### Data under study
**********

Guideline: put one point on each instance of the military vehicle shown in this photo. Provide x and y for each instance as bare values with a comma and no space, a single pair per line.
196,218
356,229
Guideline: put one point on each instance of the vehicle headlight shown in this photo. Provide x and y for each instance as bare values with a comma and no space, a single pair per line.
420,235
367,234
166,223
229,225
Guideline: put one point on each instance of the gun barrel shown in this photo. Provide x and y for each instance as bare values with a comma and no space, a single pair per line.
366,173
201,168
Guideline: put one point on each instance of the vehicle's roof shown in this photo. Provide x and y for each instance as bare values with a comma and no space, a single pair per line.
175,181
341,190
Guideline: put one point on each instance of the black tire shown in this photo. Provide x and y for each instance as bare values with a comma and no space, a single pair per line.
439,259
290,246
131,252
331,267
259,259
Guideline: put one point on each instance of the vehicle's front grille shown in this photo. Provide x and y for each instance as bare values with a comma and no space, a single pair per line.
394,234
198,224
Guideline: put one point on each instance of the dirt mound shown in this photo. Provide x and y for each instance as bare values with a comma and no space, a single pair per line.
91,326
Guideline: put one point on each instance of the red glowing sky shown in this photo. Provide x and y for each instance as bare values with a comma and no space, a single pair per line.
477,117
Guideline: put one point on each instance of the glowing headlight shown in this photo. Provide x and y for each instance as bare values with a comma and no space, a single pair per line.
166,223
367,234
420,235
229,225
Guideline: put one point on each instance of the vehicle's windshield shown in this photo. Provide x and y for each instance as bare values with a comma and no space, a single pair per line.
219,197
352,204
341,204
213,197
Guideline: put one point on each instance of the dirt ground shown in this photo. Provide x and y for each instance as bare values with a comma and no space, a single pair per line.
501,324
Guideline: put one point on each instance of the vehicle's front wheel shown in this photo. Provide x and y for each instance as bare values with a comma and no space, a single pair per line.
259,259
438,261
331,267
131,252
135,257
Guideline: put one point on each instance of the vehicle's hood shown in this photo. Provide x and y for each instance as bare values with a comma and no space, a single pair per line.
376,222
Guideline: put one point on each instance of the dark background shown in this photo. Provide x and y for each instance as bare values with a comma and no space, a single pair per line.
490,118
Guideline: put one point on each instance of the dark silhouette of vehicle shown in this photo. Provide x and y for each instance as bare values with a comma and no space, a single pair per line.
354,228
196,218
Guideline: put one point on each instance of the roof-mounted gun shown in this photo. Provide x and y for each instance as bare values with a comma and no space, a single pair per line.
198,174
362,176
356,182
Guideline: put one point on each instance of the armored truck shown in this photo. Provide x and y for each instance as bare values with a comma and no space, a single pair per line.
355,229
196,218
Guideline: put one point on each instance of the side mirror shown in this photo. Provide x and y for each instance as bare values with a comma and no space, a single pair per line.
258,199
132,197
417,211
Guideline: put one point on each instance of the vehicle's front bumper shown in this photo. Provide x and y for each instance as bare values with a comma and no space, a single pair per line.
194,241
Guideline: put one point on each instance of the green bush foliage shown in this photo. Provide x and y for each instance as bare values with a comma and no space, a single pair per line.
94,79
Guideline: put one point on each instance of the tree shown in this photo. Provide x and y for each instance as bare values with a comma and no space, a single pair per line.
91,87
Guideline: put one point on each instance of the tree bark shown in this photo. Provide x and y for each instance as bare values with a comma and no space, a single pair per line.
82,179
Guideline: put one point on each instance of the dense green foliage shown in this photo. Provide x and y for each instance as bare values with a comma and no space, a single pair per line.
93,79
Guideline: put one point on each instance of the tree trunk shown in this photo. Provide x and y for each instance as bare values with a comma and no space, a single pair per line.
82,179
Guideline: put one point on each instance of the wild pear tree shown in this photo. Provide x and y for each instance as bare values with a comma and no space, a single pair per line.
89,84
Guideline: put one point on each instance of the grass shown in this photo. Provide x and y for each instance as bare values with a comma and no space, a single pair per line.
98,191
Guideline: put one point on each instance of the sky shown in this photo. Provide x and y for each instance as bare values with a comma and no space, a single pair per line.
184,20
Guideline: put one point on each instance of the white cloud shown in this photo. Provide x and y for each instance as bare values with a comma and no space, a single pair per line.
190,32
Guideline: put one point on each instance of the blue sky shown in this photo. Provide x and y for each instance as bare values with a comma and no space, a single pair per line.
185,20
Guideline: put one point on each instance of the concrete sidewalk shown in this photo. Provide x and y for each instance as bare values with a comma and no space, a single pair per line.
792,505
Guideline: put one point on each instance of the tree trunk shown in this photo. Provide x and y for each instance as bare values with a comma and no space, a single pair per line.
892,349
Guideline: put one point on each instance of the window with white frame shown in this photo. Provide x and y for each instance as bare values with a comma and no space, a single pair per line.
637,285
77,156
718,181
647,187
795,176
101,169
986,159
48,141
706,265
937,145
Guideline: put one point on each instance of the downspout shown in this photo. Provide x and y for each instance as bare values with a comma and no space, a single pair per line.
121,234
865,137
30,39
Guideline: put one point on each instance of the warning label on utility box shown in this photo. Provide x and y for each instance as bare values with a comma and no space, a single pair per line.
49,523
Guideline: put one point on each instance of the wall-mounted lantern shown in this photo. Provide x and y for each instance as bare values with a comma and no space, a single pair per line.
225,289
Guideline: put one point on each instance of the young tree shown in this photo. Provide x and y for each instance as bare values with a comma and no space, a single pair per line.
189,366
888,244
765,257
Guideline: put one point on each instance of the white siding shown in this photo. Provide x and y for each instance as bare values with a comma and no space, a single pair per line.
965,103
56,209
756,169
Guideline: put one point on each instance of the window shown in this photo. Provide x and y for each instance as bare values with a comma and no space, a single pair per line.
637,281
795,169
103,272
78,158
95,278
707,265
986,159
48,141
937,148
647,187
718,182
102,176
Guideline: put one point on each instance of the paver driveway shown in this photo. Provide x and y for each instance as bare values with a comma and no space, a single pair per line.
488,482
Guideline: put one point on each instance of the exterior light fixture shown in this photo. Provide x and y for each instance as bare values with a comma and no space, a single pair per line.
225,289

**********

Copy all the records above precisely.

Guideline: put one point on each instance of the military vehicle shown in this photo. Provide x and y for each instance as bare values with a comma and no space, a single pair per line.
196,218
356,229
Guideline: put one point on each instance of the vehicle headlight shown in this photo. Provide x and y for each instance as bare values with a comma and no space, a single pair per line.
420,235
367,234
166,223
229,225
Guideline: put one point on each instance of the gun barrel shown in this photo. Provide x and y for each instance as bare values with a comma and no space, a single pair per line.
366,173
201,168
Guideline: put one point on each instance of the vehicle's roof shown in this photo. Provide x and y for each instance as bare values with a comma and no space, a single pair per line.
175,181
341,190
Guideline: put one point on each instance of the black tire shown in this photo. Provide x and y for each instance as bare values with a comma and no space, a single pair per line.
439,259
290,246
131,252
331,267
259,259
Guideline: put one point on each instance of the vehicle's front grille shown in this photo. Provide x and y for each instance as bare values with a comma and no space, a single pair per line.
394,234
198,224
Guideline: put one point on each instance of the dirt mound shown in this photo. Provide x and y for each instance as bare values with a comma and no space, a single pair per line.
91,326
Guideline: put one point on each instance of the red glowing sky shown in this photo. Provide x and y for each instance as bare values with a comma and no space, a single pair per line.
477,117
Guideline: put one point on each instance of the glowing headlight shown in this photo. Provide x and y for each instance as bare values with a comma and no space, a single pair per line.
166,223
367,234
420,235
229,225
Guideline: put one point on each instance of the vehicle's windshield shown in this photo. Provide x and y for each instance as bare values with a comma and no space, a single pair per line.
219,197
352,204
341,204
213,197
Guideline: put one point on each instance of the dirt ground shown in this photo. Provide x and y for each instance as bare values with a comma and no space, a single pair per line.
501,324
Guideline: put one point on each instance of the vehicle's front wheel shown in this photo. Provide x and y for each instance as bare values with a comma and no space, a single pair per line.
259,259
438,261
331,267
131,252
135,257
Guideline: put one point on each instance of the vehicle's hood shown in this photo. Provide x and y for each instance as bare values with a comma and no space, a single pair per line.
376,222
Guideline: put one point on each instance of the dark background shown in this photo. Provide x and y for each instance as bare values with a comma and no space, a single pair per line.
490,118
Guideline: put one point on each instance of the dark silhouette of vehicle shown in this photo. Provide x and y for each instance as bare values with a comma and no space, a single pair per line.
354,228
196,218
Guideline: put one point on each instance of the roof-mounted gun shown in this photo. Provide x and y for each instance as bare values with a comma and no space, a single pair per line.
198,174
362,176
356,182
Guideline: put one point on each instance of the armored truck shown in this photo. Provide x and y for each instance as bare values with a comma and no space, a single pair per line.
355,229
196,218
Guideline: put one point on each instance of the side mirror shown in this photo. Provide x and y for each instance as bare values with a comma and no space, a single pair per line.
258,199
132,197
417,211
Guideline: put one point on each instance of the vehicle's front bumper shown in this photo. Provide x and y for each instance as bare values with a comma and no space, a single pair per line.
194,241
Guideline: put one point on each instance of the green bush foliage shown in this photo. Provide x and y for each instance as bare values with a comma and no space, a single pair per line.
94,79
Guideline: put one point on each instance of the tree shown in this photo. Provide x and y for each instance as bare values with a comma and no space, a single pair per line.
91,87
Guideline: put one point on each instance of the tree bark shown in this photo. Provide x and y for each instance as bare values with a comma and no space, a single pair per line.
82,179
Guideline: put one point on each instance of the dense green foliage shown in this photo. Provide x and y for each instance as bare values with a comma and no space, a single pair per line.
93,79
Guideline: put one point on each instance of the tree trunk shown in this photo. Provide x and y for each instance as bare values with a comma and no space, a single pair per line.
82,179
Guideline: put one point on each instance of the wild pear tree shown in this photo. Provide x and y for each instance as bare values with a comma and no space, a single pair per line.
89,84
Guideline: put one point on each instance of the grass shown in this photo. Provide x and y for each instance as bare values with a comma and no space, a single pair per line.
98,191
Guideline: put one point on each instance of the sky shown in this photo. Provide x and y for each instance as bare values with a comma and no space, a single pair per line.
184,20
Guideline: put one point on each instance of the white cloud shown in this photo. Provide x and y for each instance as bare values with a comma and no space, a single pair per line.
190,32
Guideline: put one point on each instance of the blue sky shown in this photo. Provide x and y for each instance as bare values with a comma and no space, a single pair per line.
185,20
Guideline: put one point on each instance of the concrete sidewalk shown in this photo. Provide x and y for each instance as bare values with a comma and no space, a single pair per line.
792,505
Guideline: put one point on each instance of the tree trunk shown in this photo. Provide x and y for each instance as bare values with a comma and no space, a single pair per line.
892,349
Guideline: put one point on each instance of the window with white frame shown in this photo. Provide x and y for each instance as bare values with a comma and no space, a single pair per line.
637,285
77,156
718,181
647,187
795,176
101,169
986,159
48,141
706,265
937,145
Guideline: put one point on each instance of the downspout shown in this photo. Provide x and y for each instance as bare values with a comma and no space, a single pair per line.
121,234
865,137
30,39
Guideline: put one point on each instance of the warning label on utility box shown in this photo. Provide x and y for each instance as bare values with a comma and no space, a single pair per line.
49,523
Guideline: put one point on each instance of the wall-mounted lantern shown in this photo. Provide x and y for each instance as bare values with a comma and no space, a single pair per line.
225,289
Guideline: put one point on each instance of the young tree shown in this photo. Provide x and y for each instance as bare values with a comma and no space, a single pair per line.
189,366
888,244
765,257
Guideline: put one point on each instance of the white siding shown in this photo. Provide x and y for each instance as bare values with a comma and no space, a single pair per line.
965,103
56,209
756,169
Guideline: put one point on each instance of the window shown in this photo. Provide x and y for each instance as bare values with a comma and no space, a single pair per line.
637,281
795,169
103,272
78,158
95,278
707,265
986,159
48,141
937,148
647,187
718,182
102,176
Guideline: put one point on each instance of the paver driveway shown in this photo. Provide x and y for each instance as bare values with a comma and no space, a single pair per line.
488,482
Guideline: put one point on each instance of the exterior light fixture shown in this photo. Provide x and y for each instance as bare values with a comma and no space, a single pair per line.
225,289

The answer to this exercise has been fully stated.